(Data extract Opens)
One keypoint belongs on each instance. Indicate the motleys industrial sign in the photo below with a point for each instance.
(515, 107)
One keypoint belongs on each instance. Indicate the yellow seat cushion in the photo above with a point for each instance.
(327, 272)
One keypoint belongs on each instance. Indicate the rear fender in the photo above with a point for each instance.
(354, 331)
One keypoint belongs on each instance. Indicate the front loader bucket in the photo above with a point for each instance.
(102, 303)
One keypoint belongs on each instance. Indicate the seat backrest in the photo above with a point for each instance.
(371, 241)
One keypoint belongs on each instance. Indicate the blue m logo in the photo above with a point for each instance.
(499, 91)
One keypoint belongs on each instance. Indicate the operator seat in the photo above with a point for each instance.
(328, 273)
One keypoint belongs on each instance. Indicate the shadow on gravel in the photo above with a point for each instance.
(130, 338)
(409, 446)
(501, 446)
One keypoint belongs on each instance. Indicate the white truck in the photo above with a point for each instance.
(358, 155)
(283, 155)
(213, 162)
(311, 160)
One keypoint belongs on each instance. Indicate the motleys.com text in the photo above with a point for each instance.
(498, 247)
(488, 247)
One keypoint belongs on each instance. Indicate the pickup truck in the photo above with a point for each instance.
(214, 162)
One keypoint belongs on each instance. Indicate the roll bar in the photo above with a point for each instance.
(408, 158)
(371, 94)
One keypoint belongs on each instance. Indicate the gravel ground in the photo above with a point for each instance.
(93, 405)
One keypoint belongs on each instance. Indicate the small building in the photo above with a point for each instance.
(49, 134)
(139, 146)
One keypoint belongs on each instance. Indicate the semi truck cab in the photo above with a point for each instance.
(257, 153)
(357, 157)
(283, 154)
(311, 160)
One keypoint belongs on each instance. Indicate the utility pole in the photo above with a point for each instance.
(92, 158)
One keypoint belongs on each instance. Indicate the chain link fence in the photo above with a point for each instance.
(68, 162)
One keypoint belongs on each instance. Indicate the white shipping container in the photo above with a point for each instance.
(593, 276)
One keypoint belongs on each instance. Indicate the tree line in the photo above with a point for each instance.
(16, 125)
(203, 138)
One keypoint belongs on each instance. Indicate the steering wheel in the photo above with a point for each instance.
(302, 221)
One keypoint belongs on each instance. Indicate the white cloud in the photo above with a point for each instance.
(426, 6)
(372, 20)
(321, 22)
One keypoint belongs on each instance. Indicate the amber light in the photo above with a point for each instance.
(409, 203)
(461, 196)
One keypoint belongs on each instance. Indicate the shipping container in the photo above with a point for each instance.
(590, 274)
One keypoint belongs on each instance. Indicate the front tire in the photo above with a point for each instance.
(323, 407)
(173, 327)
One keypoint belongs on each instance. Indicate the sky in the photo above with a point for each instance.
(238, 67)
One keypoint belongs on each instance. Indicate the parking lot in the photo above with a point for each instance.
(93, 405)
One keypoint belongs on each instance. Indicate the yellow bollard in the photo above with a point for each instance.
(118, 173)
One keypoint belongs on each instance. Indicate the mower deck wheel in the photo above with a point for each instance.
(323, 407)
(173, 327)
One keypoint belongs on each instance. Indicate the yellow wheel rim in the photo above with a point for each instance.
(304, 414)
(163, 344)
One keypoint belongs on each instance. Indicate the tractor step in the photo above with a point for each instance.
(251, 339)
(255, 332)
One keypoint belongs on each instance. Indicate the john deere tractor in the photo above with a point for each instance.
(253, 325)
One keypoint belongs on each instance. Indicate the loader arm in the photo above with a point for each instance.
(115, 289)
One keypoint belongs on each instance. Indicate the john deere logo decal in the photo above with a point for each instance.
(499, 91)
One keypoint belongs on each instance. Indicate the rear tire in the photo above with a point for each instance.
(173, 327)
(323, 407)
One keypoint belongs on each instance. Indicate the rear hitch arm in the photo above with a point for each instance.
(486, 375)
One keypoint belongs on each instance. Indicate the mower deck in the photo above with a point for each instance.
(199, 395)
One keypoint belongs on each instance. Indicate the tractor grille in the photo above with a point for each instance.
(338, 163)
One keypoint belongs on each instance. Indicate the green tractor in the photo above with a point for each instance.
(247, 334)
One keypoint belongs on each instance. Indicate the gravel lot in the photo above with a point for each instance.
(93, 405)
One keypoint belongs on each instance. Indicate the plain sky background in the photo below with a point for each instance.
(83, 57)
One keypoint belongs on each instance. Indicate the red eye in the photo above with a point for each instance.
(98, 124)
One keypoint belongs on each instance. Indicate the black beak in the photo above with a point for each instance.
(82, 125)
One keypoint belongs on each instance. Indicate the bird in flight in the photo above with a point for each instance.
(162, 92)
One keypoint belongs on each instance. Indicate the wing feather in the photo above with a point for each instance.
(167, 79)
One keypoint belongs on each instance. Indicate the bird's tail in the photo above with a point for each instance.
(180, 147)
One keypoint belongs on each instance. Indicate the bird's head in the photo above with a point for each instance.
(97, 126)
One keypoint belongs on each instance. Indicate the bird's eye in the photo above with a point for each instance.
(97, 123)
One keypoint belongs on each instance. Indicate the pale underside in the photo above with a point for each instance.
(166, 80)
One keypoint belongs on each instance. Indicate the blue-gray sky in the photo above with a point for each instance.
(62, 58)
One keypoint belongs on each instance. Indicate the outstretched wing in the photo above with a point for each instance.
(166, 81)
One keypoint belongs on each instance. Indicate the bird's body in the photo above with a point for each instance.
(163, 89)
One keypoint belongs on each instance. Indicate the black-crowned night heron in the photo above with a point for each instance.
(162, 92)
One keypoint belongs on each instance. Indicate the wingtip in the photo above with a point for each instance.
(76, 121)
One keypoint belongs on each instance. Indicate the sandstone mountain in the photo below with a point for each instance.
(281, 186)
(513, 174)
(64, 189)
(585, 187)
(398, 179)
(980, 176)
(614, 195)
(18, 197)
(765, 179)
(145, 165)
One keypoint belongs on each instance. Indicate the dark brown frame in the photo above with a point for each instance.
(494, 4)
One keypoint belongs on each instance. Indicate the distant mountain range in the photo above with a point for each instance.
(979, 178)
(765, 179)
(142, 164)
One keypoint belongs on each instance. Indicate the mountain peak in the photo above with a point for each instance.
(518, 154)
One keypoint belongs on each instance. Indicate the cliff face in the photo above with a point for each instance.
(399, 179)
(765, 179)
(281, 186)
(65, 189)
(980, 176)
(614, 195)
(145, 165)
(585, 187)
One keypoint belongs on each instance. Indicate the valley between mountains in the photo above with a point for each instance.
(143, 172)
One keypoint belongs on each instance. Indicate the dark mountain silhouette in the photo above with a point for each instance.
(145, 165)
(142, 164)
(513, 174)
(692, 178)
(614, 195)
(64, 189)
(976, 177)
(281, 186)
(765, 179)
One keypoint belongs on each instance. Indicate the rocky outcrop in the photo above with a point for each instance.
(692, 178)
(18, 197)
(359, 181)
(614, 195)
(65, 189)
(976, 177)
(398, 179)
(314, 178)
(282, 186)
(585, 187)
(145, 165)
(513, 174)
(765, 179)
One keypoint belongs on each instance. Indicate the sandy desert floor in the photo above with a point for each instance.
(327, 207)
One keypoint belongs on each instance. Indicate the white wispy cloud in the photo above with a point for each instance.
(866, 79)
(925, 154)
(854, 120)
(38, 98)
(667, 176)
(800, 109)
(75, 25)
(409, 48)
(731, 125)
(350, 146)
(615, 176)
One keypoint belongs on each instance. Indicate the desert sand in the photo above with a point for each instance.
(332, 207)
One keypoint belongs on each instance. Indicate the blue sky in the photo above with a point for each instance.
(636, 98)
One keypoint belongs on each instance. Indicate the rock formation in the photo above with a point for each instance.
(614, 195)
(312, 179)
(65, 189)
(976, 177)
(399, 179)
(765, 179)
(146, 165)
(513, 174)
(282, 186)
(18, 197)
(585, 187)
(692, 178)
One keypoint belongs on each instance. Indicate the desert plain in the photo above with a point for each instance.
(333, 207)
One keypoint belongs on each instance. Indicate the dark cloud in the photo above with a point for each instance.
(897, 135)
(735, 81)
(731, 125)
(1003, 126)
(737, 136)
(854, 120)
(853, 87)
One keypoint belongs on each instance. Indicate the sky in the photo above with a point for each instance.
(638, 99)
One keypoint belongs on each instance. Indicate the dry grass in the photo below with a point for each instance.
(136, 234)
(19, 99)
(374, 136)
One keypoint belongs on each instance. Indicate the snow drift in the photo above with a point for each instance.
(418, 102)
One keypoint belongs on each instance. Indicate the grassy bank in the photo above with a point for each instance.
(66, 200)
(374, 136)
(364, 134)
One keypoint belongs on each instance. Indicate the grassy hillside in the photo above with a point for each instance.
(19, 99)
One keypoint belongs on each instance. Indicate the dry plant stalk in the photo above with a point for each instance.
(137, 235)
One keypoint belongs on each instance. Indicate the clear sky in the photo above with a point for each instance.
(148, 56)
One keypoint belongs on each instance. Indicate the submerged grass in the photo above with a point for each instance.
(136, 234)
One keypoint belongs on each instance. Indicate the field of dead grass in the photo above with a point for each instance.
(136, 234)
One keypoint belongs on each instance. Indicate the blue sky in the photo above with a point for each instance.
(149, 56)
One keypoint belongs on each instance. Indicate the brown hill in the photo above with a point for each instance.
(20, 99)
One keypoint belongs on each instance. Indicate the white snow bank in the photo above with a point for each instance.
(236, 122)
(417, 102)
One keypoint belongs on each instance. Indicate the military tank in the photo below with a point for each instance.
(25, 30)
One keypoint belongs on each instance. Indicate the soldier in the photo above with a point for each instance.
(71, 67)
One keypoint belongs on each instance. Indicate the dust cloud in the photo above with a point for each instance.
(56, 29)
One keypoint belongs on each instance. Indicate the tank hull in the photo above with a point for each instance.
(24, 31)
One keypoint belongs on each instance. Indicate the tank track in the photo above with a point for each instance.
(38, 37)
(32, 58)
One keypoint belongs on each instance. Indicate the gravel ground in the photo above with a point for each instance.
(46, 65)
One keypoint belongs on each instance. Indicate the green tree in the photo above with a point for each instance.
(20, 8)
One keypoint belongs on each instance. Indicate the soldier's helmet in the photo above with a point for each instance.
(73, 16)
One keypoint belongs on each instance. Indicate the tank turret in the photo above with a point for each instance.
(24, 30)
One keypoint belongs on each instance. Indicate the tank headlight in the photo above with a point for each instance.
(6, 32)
(Data extract Closes)
▶ Exercise description
Starting at the line that contains "One keypoint belongs on each instance. Indicate the soldier's", retype every line through the end of the records exactly, and nothing else.

▶ Solution
One keypoint belongs on each instance. Indicate the soldier's helmet in the photo above with a point for each instance.
(73, 16)
One keypoint belongs on each instance. Indicate the tank turret in the photo above with a point for each instance.
(24, 30)
One keypoint belongs on each instance. Indicate the tank headlight in the photo above with a point for each instance.
(6, 32)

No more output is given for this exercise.